───── Extrait du document ─────

L’Inde affirme que ses nouvelles lois moderniseront l’agriculture. Les agriculteurs disent que cela causera leur ruine.
Plus de 200000 agriculteurs indiens et leurs partisans ont occupé les rues de New Delhi pendant des jours pour protester contre trois nouvelles lois de réforme de l’agriculture, bloquant les principales autoroutes menant à la capitale et s’engageant à y rester campés jusqu’à ce que les lois soient abrogées.
La législation, promulguée par le Bharatiya Janata Party (BJP) du Premier ministre Narendra Modi fin septembre, vise à déréglementer l’industrie agricole indienne dans une mesure qui, selon le gouvernement, offrira aux agriculteurs plus d’autonomie dans le choix des prix et rendra le secteur agricole plus efficace.

─────

• Consigne A:
Selon l'extrait du document, quel parti a fait passer les nouvelles lois agricoles ?

───── Entrées affichées ─────

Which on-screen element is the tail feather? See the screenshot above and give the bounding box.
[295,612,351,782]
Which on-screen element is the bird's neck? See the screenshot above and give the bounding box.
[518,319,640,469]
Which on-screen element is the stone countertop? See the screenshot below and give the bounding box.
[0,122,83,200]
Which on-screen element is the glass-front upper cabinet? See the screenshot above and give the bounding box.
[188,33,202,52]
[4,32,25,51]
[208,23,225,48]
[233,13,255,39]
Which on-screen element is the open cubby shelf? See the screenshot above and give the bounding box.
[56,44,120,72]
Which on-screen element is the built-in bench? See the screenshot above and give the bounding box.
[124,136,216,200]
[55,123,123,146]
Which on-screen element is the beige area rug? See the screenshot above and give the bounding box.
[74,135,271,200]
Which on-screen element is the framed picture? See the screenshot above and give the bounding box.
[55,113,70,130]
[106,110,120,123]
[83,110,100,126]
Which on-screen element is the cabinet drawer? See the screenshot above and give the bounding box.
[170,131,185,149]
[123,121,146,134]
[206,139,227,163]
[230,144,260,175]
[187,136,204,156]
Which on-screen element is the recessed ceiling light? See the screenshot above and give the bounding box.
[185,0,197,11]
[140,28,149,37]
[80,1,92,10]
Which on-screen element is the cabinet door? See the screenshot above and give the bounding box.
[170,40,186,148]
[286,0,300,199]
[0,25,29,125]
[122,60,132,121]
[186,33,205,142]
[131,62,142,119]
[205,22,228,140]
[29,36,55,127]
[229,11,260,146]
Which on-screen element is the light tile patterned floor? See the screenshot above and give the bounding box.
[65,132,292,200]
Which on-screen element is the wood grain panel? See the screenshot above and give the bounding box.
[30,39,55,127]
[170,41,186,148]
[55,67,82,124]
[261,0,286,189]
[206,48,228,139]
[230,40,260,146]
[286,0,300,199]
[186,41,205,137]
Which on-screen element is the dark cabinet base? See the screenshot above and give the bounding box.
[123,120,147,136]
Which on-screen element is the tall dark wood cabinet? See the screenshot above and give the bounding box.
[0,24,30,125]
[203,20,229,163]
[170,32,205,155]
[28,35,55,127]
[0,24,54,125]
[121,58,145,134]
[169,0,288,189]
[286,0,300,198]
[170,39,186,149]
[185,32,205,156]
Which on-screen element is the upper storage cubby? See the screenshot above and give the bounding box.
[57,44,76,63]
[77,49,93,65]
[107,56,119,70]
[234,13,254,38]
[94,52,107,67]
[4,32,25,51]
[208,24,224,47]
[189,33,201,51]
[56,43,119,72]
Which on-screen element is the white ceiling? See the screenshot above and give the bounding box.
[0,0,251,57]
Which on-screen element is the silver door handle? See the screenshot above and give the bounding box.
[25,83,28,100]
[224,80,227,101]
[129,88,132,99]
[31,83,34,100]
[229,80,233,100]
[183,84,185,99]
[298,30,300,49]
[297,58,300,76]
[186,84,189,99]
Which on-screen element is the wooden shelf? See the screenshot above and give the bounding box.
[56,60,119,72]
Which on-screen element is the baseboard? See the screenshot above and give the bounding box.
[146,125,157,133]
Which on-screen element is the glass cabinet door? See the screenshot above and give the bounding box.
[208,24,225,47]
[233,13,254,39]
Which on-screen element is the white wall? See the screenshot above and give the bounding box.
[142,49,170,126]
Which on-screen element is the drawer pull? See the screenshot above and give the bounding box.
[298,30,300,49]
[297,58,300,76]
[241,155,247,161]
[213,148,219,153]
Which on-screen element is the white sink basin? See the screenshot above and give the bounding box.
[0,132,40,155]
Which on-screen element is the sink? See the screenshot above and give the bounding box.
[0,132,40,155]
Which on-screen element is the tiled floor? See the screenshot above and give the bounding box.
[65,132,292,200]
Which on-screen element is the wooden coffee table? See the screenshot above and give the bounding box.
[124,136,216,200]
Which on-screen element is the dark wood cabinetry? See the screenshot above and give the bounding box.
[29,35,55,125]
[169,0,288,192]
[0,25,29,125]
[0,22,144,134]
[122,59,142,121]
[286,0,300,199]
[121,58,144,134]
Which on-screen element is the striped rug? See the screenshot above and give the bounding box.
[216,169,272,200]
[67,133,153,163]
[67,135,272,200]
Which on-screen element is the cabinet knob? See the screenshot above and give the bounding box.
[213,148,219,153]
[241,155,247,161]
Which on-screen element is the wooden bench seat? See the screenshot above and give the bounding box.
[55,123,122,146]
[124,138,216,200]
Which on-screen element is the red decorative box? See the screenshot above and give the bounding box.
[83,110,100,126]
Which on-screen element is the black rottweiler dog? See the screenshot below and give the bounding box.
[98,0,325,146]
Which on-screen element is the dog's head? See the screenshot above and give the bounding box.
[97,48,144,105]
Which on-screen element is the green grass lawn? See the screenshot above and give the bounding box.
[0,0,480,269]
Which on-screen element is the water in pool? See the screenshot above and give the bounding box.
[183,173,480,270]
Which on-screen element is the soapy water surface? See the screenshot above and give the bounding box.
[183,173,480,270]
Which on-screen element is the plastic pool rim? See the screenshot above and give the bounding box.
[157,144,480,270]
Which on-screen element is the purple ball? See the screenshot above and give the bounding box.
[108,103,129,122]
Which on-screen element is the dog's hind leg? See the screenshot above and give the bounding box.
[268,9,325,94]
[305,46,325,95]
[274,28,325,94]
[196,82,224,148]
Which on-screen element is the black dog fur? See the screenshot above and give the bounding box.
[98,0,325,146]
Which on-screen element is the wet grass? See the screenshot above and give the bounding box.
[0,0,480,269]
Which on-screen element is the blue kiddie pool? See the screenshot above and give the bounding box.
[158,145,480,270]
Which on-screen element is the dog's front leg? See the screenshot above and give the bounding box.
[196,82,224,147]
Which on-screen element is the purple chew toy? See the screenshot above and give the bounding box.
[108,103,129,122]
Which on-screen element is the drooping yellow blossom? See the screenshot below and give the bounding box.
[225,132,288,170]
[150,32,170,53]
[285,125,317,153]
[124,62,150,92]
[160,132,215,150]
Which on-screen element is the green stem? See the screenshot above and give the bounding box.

─────

• Consigne B:
Comptez les lignes de la liste qui contiennent la chaîne « black », en tenant compte des majuscules et minuscules. Donnez uniquement le nombre.

• Résultat final A:
Le Bharatiya Janata Party (BJP) du Premier ministre Narendra Modi.

• Résultat final B:
2